YOUR OBJECTIVE →
Please copy the records below verbatim, from their start through the line containing "target: **brown branch**". Leave the pictures out of your copy.

DATA SUPPLIED →
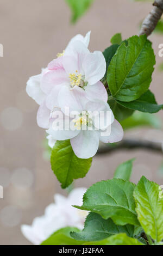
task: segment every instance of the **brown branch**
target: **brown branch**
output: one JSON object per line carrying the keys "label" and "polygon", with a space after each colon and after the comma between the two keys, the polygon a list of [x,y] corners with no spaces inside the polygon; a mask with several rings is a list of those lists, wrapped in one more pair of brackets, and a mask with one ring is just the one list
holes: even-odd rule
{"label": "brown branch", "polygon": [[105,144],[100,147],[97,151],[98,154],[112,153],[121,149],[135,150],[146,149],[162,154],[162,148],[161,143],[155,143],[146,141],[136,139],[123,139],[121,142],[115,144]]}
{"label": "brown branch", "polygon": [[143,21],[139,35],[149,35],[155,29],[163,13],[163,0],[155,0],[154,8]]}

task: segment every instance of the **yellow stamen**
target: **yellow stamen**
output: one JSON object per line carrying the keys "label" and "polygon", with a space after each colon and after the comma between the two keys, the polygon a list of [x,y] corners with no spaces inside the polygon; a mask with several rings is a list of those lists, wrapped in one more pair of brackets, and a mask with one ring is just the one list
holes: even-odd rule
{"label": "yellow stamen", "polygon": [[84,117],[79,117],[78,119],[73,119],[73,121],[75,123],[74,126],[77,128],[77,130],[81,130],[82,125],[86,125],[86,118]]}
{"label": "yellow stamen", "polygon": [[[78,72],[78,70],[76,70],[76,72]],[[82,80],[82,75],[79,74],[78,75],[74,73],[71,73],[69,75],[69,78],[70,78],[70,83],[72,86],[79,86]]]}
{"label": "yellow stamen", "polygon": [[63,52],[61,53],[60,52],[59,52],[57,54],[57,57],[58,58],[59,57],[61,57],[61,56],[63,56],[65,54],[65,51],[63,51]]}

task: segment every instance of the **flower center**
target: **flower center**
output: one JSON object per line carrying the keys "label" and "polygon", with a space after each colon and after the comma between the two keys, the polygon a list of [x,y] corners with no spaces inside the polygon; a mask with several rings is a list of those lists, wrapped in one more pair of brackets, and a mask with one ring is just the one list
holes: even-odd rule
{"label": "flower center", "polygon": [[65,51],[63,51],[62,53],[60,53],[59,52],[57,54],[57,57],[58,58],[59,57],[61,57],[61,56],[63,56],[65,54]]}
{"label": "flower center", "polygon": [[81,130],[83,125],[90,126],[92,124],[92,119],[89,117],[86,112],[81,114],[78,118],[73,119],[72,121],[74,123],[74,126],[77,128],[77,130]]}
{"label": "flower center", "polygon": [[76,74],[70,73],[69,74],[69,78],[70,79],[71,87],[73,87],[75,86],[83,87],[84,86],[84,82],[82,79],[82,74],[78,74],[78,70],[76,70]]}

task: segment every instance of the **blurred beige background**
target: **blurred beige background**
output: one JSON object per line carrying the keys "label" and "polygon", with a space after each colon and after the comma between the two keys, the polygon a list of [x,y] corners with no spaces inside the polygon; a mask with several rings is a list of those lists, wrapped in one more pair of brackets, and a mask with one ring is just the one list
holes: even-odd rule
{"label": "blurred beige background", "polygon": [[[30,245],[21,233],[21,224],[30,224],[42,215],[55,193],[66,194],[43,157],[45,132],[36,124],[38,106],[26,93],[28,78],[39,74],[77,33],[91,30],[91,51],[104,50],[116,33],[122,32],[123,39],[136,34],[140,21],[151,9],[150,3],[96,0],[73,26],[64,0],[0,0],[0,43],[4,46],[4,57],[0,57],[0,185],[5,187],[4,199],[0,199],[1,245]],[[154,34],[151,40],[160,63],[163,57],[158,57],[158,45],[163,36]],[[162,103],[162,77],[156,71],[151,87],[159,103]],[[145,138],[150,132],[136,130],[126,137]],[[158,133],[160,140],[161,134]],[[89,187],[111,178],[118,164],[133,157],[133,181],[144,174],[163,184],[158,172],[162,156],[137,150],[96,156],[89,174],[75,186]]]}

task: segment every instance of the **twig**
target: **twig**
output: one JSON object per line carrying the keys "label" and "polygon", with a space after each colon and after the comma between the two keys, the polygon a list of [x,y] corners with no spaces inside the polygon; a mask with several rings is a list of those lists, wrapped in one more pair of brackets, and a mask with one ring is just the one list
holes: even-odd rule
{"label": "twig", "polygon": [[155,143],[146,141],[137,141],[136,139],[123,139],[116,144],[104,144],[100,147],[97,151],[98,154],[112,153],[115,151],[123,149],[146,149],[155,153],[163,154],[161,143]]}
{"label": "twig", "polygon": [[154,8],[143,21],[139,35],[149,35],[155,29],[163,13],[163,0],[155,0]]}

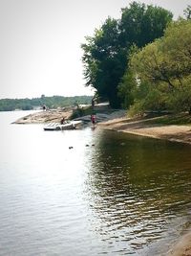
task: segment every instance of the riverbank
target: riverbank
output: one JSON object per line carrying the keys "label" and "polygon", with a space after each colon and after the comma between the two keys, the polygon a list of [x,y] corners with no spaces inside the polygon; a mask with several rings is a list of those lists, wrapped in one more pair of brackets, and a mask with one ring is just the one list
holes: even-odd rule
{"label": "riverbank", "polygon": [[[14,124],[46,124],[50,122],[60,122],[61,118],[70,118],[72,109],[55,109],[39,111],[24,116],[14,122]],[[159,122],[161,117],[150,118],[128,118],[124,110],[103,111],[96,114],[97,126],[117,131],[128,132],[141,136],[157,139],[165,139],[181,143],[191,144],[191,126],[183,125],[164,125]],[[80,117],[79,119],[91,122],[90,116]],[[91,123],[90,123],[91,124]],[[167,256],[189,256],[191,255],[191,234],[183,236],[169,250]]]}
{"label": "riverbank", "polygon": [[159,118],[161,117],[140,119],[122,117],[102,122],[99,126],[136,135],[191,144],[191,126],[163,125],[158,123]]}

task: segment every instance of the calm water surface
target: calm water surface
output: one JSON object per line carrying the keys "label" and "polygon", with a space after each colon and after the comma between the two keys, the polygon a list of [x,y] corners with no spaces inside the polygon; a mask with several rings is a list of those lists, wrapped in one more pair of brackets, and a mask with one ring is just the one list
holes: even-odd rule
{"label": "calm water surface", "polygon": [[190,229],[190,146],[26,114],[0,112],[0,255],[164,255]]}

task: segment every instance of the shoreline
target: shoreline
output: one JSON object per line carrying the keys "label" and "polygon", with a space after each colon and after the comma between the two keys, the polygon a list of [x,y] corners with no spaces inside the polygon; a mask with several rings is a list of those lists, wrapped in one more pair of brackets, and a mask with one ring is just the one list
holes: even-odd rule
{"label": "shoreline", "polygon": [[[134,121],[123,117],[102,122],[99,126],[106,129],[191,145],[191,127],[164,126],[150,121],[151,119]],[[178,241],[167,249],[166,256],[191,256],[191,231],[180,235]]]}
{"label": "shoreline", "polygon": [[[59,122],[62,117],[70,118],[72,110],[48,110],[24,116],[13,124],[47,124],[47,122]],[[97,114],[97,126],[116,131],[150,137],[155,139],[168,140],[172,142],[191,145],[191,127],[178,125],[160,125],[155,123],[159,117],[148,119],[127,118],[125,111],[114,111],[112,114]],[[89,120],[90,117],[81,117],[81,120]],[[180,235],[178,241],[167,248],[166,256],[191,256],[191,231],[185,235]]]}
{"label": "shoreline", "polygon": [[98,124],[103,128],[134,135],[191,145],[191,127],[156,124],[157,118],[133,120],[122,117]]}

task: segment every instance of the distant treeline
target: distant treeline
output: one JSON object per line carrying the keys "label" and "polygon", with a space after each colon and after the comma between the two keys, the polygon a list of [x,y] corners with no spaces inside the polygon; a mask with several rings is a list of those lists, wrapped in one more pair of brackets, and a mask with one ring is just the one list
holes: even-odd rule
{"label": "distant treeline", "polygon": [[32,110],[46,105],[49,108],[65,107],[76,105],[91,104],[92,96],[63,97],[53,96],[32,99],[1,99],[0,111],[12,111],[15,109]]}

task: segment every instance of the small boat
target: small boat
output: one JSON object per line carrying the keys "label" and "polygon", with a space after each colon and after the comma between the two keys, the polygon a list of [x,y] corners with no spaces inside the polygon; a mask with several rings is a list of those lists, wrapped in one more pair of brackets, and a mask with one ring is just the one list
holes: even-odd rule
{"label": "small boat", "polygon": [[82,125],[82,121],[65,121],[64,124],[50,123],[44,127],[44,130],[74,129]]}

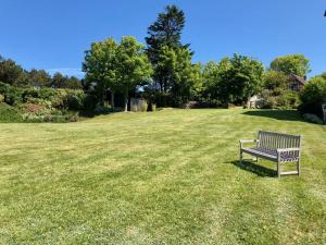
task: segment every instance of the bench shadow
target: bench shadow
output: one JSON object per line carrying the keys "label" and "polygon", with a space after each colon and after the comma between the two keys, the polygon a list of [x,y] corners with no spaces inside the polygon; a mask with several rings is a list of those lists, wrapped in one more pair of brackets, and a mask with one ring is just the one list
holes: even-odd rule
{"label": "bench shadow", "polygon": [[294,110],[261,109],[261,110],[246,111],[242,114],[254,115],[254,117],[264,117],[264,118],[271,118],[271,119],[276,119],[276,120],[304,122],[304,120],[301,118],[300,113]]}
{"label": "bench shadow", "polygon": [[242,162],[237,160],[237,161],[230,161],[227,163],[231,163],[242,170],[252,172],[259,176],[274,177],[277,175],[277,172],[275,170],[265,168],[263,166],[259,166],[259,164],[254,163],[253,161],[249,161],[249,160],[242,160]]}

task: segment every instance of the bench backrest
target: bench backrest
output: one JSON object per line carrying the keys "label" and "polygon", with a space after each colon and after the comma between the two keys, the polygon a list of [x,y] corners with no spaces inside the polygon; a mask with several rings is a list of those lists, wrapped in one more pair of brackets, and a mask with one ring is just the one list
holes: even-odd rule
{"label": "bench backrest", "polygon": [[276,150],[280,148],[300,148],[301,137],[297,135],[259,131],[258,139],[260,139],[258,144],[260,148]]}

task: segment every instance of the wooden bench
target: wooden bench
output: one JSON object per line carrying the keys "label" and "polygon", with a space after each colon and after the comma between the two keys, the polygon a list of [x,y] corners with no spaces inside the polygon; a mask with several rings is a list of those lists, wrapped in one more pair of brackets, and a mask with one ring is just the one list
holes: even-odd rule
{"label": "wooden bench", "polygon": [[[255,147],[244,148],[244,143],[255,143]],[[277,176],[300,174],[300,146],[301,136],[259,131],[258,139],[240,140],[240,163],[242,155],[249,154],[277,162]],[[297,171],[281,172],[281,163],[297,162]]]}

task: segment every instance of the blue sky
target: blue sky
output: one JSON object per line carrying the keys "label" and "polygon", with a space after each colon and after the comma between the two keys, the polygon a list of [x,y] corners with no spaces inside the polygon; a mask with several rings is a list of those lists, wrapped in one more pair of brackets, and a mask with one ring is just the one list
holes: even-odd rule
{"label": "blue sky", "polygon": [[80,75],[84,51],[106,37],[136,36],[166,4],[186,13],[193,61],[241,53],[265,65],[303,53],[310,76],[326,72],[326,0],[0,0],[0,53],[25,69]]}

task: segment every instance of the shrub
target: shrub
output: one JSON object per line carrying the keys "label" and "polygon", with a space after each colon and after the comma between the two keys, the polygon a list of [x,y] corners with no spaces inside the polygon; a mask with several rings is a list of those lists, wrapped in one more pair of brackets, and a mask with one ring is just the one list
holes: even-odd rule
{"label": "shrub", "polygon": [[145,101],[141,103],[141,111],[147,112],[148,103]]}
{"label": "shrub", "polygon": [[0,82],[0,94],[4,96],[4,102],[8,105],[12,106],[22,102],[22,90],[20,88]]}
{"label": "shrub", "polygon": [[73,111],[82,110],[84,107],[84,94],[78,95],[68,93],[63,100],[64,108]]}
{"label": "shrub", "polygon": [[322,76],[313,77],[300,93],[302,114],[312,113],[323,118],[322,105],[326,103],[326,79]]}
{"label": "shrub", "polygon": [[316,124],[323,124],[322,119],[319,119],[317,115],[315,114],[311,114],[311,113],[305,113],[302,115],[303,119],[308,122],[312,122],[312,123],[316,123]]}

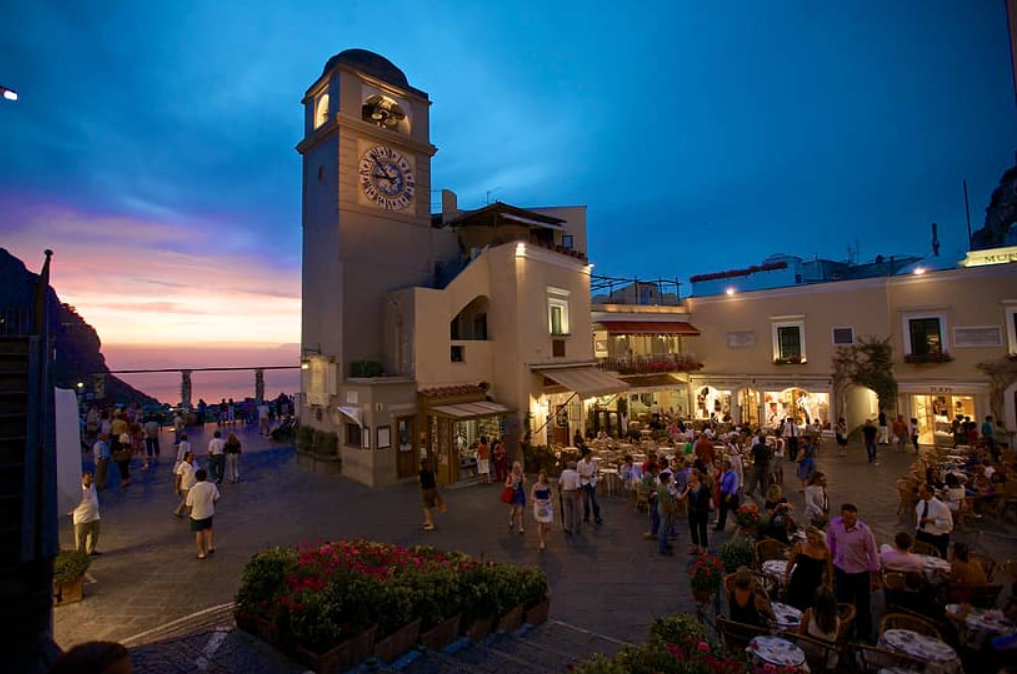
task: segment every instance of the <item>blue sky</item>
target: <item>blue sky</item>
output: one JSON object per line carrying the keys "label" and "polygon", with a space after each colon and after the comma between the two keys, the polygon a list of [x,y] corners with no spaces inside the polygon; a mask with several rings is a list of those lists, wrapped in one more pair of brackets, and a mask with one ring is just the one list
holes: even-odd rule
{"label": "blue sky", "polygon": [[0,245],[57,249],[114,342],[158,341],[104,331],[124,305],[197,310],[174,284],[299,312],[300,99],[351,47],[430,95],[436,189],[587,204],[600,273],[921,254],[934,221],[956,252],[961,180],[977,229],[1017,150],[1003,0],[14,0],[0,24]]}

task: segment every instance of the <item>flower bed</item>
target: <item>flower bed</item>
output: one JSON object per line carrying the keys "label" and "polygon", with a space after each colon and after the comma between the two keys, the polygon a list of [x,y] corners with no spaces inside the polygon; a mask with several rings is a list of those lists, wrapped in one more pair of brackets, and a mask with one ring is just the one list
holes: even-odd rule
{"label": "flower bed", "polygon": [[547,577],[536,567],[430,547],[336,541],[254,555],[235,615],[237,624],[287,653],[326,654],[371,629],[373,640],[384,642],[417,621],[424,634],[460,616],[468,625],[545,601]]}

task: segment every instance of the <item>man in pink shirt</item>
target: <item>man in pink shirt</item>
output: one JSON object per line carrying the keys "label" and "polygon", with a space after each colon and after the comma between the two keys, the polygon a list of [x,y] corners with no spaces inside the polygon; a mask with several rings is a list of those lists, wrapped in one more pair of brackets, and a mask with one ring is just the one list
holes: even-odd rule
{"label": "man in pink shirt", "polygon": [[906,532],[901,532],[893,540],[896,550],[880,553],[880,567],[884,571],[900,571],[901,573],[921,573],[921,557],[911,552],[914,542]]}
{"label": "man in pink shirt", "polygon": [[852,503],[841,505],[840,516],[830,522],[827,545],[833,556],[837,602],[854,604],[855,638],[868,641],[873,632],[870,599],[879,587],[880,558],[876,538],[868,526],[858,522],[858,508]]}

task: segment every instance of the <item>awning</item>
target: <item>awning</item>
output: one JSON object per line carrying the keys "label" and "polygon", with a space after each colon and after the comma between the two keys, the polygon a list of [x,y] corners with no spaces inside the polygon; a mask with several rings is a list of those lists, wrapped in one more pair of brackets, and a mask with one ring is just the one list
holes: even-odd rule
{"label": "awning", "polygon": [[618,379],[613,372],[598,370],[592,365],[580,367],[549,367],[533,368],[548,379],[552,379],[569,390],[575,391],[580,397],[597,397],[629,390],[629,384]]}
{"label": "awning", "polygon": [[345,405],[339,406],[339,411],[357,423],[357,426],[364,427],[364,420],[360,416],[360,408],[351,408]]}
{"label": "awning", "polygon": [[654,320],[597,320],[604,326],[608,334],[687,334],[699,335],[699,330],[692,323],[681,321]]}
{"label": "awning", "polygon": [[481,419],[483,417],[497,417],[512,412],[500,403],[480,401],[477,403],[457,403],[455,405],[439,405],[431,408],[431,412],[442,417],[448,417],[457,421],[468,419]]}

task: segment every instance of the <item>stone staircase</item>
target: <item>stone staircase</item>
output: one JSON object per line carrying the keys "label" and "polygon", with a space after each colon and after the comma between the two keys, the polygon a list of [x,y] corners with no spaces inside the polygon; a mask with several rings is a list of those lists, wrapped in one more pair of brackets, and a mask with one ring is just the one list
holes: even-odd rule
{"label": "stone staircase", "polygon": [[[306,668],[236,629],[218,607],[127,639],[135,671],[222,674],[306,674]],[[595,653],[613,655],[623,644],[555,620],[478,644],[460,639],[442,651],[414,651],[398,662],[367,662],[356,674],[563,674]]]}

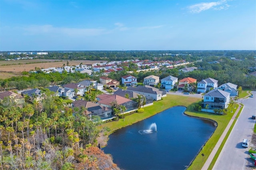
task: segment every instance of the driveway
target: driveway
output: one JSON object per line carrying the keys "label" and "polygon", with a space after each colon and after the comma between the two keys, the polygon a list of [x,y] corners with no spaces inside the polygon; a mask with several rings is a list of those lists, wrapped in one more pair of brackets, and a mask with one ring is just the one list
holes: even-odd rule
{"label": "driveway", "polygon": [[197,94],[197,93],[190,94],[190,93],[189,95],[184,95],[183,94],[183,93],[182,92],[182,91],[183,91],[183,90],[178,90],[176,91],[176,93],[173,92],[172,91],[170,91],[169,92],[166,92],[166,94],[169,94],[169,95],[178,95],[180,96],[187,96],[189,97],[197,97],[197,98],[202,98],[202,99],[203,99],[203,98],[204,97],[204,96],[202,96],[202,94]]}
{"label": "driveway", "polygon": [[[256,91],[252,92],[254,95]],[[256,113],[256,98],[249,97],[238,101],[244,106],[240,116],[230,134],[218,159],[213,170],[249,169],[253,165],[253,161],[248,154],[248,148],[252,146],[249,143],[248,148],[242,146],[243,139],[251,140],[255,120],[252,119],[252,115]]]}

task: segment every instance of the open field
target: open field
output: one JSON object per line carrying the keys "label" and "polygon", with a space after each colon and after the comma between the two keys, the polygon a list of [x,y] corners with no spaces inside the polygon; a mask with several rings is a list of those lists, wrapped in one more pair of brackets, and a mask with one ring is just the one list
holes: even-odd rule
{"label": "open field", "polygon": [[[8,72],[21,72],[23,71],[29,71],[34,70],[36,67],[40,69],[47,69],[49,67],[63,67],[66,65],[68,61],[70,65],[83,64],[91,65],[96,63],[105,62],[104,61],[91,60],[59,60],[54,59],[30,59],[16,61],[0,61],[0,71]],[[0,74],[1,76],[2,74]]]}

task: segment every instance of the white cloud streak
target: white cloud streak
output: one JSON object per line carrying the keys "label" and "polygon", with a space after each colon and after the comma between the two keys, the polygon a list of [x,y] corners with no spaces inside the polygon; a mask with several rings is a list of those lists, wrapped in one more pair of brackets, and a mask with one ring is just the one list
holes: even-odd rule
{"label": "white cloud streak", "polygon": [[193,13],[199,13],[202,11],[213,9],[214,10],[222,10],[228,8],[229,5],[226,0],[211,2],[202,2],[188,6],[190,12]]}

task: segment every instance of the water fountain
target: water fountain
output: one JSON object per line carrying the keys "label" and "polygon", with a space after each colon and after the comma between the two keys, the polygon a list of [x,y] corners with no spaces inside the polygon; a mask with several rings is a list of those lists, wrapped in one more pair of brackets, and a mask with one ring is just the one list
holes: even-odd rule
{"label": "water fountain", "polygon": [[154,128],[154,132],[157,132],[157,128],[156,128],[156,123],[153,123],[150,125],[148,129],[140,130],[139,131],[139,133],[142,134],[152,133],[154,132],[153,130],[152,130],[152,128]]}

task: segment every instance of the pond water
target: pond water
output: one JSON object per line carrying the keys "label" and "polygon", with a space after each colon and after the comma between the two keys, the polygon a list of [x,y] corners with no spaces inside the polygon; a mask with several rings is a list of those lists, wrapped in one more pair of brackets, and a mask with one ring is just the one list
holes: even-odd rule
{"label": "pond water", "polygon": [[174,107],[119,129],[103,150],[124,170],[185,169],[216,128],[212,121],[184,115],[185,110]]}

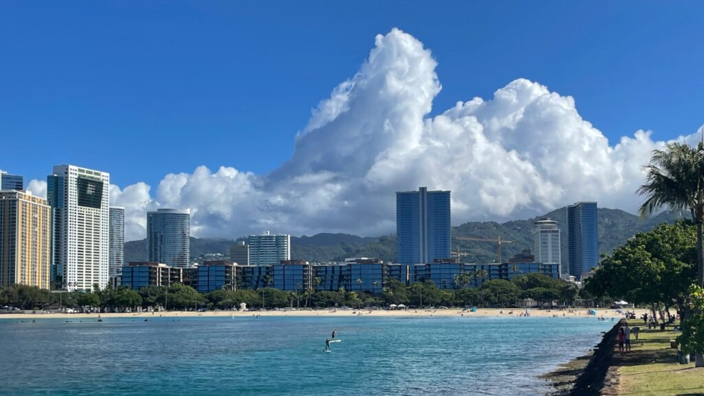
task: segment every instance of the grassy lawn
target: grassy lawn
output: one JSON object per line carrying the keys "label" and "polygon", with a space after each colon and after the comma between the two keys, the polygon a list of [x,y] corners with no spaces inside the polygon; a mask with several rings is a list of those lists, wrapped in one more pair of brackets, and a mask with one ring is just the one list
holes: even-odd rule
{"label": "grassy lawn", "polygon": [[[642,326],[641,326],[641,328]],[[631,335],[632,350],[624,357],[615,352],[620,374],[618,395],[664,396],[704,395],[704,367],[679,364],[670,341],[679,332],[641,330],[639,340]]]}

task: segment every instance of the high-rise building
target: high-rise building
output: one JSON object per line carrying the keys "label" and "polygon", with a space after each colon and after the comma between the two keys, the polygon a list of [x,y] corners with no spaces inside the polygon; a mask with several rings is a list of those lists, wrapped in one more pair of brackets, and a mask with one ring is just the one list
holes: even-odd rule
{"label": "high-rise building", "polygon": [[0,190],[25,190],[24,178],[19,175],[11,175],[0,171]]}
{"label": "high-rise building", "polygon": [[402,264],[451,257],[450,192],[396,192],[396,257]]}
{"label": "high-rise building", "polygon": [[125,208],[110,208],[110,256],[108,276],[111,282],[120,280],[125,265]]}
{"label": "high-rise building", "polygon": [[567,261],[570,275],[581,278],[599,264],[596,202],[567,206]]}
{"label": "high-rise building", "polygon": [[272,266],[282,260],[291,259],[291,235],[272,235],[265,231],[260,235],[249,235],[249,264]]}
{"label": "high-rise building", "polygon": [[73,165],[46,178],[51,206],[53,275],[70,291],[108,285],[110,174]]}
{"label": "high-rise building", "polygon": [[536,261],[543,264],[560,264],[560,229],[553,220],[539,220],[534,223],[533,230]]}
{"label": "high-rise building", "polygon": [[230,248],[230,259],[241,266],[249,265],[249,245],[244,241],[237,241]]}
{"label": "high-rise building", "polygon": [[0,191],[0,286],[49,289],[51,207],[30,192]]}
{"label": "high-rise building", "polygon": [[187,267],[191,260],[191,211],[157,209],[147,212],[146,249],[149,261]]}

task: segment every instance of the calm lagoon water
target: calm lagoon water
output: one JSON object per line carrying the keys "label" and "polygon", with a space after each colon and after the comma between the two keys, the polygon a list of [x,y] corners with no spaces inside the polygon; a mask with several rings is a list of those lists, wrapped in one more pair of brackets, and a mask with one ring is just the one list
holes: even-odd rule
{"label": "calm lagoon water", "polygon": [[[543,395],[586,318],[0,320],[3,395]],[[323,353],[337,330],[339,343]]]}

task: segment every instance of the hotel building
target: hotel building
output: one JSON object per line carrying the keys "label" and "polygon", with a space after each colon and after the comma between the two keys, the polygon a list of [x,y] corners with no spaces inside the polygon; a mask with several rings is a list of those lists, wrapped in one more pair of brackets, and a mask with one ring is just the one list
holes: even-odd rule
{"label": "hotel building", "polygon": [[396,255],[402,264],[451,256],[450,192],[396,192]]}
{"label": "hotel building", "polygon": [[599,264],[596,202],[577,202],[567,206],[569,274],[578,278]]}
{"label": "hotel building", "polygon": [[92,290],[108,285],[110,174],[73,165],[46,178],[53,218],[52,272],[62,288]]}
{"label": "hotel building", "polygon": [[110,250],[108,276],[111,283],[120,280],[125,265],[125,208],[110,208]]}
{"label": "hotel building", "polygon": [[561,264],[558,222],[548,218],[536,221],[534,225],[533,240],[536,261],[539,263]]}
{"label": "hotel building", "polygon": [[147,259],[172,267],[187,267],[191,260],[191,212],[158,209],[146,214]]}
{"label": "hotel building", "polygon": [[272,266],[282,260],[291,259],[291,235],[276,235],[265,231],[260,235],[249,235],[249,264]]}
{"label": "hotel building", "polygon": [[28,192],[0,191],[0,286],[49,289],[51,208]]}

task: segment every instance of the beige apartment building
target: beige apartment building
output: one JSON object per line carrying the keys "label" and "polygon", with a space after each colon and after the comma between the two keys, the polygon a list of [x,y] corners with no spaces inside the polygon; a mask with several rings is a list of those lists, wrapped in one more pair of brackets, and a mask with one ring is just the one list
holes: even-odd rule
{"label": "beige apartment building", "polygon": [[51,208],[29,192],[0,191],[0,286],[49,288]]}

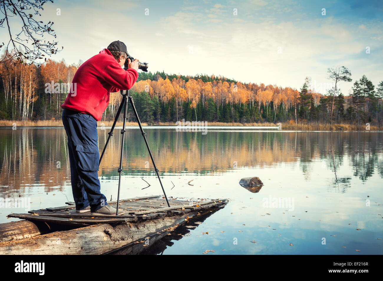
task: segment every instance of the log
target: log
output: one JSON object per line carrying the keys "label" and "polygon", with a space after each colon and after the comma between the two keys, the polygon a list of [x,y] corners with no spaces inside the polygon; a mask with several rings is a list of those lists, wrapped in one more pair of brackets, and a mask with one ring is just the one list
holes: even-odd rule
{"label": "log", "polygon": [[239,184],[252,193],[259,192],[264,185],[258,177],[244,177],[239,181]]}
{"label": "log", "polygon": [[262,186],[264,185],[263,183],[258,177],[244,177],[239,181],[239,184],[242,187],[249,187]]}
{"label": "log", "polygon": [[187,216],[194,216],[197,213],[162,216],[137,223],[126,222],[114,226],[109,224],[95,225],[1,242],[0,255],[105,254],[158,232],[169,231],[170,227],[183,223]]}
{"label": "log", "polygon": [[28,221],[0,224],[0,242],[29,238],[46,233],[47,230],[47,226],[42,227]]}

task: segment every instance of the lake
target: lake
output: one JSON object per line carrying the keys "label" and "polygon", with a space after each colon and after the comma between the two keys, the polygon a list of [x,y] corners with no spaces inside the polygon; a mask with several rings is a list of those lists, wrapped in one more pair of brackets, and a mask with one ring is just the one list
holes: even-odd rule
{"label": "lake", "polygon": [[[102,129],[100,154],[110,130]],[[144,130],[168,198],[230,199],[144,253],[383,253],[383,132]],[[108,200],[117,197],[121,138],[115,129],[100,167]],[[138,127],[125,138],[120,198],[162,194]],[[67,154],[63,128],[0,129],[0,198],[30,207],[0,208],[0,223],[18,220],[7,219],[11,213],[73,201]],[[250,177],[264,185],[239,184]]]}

SOLUTION TO THE EXERCISE →
task: segment every instance of the **brown branch**
target: **brown branch**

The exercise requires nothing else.